Start of Passage to read

Virtue Zoo is named for one of the most panned of its cycle, Force of Virtue. +1/+1 makes Wild Nacatl, Loam Lion, Kird Ape, and Narnam Renegade exquisitely difficult to remove in Modern, a format whose high-water mark is 3. The stat boost also improves Squadron Hawk, giving the deck aerial-presence-in-a-can. Light Up the Stage lets pilots fill back up on cheat threats, removal, and anthems.

Trending away from the interactive side of the spectrum is GR Prowess, a deck not unlike Infect or Mono-Red Phoenix in its focus on blitzing opponents. This deck runs Dreadhorde Arcanist as a way to stack more prowess triggers, grow-'em-all via Scale Up, or just generate 12 extra power through Become Immense. MOUSTAFALLLO isn't sleeping on Arcanist's strength alongside Mutagenic Growth, which saves the fragile body from Lightning Bolt and also double-pumps using the creature's ability.

Unearthing the Future

Despite my best efforts, Claim // Fame never saw much Modern play. But its older brother Unearth is making waves in the format. While it sometimes does less for the card investment—Claim // Fame can reanimate, pump, and give haste all at once—Unearth beats out the split card on versatility, targeting creatures with CMC up to 3 and cycling in the face of Rest in Peace (or just while no targets exist in the graveyard).

BR Unearth is about as straightforward an Unearth deck possible, aiming to reanimate the most obvious targets for the sorcery: Lightning Skelemental and Seasoned Pyromancer. Dreadhorde Arcanist is also a bargain at one mana, and swinging with the Zombie lets pilots recast Unearth from the graveyard.

As for fueling the graveyard, only Faithless Looting makes an appearance, leading me to believe this deck could use some work on that front—dipping even deeper into graveyard payoffs like Bloodghast and Flamewake Phoenix seems especially precarious. Other builds have assuaged this qualm by diversifying their angles of attack, such as with Young Pyromancer.

End of Passage to read

■ Problem A
In the Modern deck article, which card is the only one BR Unearth uses to fuel the graveyard?
■ Problem B
Copy everything in the Modern deck article from "Trending away from" down to "the creature's ability.", substituting "Fatal Push" for "Lightning Bolt".
■ Problem C
Turn the paragraph of the Modern deck article that begins "BR Unearth is about as straightforward" into a short bulleted list that keeps its main facts.

Start of Provided records

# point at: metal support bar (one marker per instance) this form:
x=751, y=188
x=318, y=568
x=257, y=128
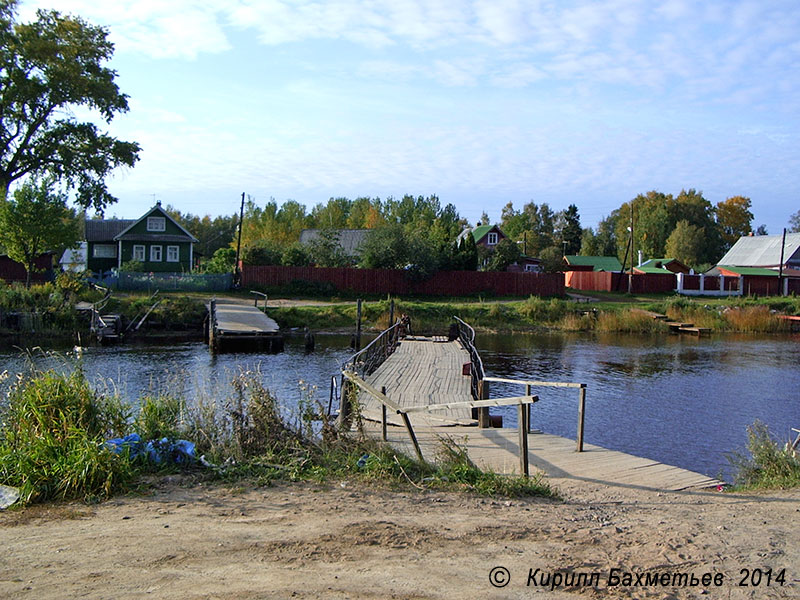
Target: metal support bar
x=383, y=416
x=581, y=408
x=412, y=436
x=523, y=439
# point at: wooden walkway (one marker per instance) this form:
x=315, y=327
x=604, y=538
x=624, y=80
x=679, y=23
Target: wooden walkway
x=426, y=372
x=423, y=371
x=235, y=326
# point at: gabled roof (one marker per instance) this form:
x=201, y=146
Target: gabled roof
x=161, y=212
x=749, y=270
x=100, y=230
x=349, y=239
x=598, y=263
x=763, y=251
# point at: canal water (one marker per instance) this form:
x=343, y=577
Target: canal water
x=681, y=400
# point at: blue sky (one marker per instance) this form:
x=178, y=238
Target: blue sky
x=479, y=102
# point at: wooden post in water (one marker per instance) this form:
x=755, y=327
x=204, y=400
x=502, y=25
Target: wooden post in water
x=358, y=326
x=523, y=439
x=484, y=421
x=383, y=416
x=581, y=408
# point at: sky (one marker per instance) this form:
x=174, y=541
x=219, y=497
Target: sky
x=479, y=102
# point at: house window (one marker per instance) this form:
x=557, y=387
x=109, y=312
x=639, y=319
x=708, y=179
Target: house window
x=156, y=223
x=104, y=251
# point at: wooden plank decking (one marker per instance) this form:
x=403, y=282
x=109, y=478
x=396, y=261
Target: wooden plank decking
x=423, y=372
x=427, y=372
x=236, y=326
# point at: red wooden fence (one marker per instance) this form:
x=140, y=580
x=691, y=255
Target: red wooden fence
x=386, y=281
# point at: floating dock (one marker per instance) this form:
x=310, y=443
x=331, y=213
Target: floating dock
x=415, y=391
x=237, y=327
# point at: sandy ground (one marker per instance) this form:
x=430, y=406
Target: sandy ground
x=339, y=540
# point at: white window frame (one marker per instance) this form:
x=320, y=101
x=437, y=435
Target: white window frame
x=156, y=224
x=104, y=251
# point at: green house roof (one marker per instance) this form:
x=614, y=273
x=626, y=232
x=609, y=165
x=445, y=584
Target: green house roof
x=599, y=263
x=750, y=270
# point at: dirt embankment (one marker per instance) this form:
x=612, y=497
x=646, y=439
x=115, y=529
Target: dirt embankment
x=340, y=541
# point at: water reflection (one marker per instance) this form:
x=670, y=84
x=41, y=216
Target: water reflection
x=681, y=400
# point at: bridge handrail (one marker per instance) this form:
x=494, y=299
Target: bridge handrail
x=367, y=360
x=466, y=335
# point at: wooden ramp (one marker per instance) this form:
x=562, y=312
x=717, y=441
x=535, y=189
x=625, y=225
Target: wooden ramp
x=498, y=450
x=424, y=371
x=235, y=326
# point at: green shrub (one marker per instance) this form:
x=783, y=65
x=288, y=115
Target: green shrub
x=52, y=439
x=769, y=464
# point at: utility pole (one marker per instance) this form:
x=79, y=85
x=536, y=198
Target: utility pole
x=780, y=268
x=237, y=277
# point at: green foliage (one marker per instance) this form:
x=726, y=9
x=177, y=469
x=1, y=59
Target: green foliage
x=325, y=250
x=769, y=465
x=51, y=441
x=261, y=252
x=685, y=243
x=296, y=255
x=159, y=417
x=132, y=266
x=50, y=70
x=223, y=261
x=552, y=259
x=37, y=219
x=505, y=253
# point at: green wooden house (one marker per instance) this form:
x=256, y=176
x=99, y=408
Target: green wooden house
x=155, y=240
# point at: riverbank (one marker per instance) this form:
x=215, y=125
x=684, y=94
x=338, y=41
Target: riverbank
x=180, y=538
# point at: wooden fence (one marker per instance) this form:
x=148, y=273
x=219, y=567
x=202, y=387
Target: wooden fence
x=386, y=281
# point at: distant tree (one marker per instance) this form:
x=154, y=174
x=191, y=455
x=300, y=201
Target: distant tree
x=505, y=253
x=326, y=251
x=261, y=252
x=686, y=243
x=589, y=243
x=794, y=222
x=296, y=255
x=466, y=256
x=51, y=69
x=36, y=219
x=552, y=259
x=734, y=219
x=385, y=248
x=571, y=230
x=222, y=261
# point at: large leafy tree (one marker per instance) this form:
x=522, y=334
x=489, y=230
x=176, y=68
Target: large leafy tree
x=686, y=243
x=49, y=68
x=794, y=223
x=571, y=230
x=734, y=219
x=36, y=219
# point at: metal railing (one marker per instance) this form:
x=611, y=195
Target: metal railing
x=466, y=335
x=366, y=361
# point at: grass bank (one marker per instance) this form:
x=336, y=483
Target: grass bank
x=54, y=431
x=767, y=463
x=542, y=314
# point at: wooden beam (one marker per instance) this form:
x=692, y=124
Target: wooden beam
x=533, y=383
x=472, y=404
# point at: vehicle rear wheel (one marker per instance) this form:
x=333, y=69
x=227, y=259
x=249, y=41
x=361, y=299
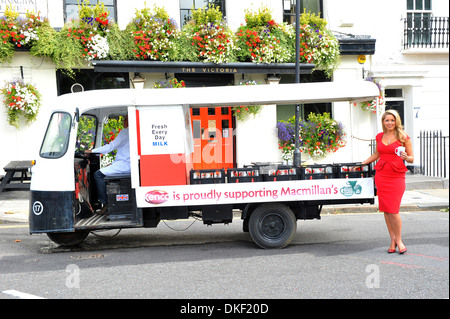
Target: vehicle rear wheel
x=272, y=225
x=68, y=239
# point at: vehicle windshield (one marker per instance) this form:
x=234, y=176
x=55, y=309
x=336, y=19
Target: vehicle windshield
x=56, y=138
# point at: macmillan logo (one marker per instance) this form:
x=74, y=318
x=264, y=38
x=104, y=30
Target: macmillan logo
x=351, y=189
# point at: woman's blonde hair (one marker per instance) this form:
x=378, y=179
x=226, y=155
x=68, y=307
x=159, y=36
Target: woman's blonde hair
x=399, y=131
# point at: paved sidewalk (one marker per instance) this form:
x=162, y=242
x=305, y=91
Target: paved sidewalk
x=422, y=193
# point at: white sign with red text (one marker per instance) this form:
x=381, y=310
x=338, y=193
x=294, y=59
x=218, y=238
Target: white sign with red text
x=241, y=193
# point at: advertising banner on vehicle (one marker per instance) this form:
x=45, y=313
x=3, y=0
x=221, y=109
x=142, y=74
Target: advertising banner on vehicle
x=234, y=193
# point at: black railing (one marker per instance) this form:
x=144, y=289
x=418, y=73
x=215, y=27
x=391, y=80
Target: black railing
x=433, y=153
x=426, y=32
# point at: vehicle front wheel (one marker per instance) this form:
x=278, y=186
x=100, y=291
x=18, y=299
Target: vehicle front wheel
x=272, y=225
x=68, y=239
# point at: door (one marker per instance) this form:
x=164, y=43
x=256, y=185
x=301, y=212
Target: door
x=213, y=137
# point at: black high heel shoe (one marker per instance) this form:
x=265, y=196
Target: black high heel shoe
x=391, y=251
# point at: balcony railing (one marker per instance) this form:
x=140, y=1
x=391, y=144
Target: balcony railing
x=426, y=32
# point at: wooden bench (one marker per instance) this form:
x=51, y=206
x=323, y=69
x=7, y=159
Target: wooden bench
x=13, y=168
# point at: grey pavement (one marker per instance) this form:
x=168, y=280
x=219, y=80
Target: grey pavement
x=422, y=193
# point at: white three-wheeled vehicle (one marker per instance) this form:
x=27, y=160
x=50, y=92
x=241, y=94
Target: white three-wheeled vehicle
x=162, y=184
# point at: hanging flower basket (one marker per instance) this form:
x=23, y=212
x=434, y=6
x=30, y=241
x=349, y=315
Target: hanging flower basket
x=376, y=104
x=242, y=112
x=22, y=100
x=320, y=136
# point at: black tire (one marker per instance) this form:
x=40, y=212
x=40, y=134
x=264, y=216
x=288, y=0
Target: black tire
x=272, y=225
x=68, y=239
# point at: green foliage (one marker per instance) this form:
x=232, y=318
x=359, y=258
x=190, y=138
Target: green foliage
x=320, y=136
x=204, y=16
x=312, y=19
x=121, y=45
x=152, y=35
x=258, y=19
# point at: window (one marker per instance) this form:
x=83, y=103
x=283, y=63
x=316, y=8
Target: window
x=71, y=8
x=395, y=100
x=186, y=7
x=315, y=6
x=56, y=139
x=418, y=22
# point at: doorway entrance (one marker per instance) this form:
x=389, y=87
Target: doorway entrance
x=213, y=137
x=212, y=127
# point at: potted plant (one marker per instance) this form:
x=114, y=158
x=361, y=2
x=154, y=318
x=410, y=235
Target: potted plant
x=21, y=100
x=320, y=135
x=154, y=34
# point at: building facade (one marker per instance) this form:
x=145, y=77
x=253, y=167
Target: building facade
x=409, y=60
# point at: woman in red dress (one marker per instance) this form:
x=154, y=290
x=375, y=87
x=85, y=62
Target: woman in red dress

End of Provided records
Start of Provided records

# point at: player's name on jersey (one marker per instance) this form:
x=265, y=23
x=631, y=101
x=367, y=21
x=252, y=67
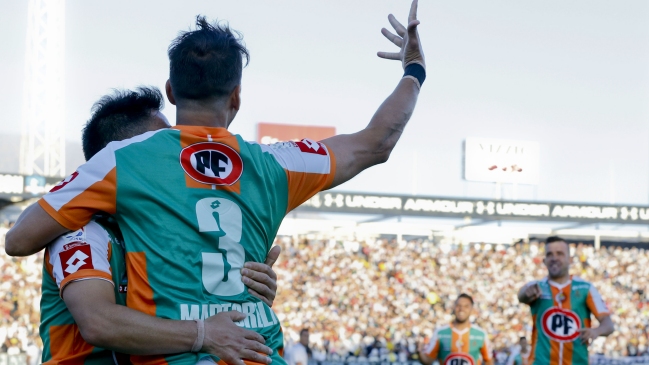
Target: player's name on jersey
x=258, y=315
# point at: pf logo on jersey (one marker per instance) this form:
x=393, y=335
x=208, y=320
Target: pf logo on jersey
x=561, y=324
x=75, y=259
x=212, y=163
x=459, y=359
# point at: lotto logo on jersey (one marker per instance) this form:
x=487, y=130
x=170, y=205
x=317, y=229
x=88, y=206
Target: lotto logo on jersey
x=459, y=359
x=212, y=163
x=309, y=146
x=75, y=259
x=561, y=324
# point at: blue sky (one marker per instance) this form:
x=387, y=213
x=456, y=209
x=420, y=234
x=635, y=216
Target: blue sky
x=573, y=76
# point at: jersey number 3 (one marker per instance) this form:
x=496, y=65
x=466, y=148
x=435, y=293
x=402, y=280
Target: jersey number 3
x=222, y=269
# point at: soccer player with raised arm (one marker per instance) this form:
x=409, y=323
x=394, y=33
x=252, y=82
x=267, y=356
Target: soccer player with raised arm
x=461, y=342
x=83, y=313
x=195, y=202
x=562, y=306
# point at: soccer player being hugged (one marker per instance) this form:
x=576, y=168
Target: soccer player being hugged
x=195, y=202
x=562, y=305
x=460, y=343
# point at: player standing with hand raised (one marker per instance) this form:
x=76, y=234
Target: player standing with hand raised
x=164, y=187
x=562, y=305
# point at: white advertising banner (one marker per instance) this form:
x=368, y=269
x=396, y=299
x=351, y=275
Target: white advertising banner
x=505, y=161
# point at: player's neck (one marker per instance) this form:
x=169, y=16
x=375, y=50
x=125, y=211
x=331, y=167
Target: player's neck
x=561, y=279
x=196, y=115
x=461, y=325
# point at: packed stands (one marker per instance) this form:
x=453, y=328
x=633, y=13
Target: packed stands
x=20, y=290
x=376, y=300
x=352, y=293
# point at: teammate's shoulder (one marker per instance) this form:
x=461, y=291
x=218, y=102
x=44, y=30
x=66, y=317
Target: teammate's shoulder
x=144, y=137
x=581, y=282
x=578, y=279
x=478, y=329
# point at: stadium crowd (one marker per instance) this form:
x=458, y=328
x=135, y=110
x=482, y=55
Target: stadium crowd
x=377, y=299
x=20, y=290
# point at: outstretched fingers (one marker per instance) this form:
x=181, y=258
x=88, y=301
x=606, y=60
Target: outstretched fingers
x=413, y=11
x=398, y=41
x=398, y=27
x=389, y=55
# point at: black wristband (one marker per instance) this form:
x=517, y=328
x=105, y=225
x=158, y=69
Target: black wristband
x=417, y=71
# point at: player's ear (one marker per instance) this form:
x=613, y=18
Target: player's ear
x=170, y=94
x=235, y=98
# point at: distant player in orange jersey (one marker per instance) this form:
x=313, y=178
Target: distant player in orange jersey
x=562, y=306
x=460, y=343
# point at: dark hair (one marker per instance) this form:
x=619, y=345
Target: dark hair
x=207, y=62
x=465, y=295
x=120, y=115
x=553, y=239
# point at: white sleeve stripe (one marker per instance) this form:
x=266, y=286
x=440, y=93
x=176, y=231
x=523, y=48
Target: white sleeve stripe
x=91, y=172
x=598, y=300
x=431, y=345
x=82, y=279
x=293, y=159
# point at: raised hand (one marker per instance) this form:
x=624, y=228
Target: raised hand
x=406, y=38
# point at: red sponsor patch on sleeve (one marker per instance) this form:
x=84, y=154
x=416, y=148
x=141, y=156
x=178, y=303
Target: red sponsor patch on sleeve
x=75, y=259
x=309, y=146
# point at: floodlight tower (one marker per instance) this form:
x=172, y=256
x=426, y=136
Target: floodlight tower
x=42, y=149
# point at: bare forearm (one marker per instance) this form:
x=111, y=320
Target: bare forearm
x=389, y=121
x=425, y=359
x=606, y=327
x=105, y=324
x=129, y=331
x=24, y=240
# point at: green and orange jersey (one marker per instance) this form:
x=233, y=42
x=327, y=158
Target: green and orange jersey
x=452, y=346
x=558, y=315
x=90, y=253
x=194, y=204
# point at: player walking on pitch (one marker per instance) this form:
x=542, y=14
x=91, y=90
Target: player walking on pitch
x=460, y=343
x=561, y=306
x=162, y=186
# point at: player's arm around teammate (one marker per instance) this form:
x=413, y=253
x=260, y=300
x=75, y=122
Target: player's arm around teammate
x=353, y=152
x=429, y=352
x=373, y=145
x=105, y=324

End of Provided records

■ Exercise solution A
Faithless Looting

■ Exercise solution B
Trending away from the interactive side of the spectrum is GR Prowess, a deck not unlike Infect or Mono-Red Phoenix in its focus on blitzing opponents. This deck runs Dreadhorde Arcanist as a way to stack more prowess triggers, grow-'em-all via Scale Up, or just generate 12 extra power through Become Immense. MOUSTAFALLLO isn't sleeping on Arcanist's strength alongside Mutagenic Growth, which saves the fragile body from Fatal Push and also double-pumps using the creature's ability.

■ Exercise solution C
- BR Unearth is a very straightforward Unearth deck.
- It aims to reanimate the most obvious targets: Lightning Skelemental and Seasoned Pyromancer.
- Dreadhorde Arcanist is a bargain at one mana.
- Attacking with Dreadhorde Arcanist lets pilots recast Unearth from the graveyard.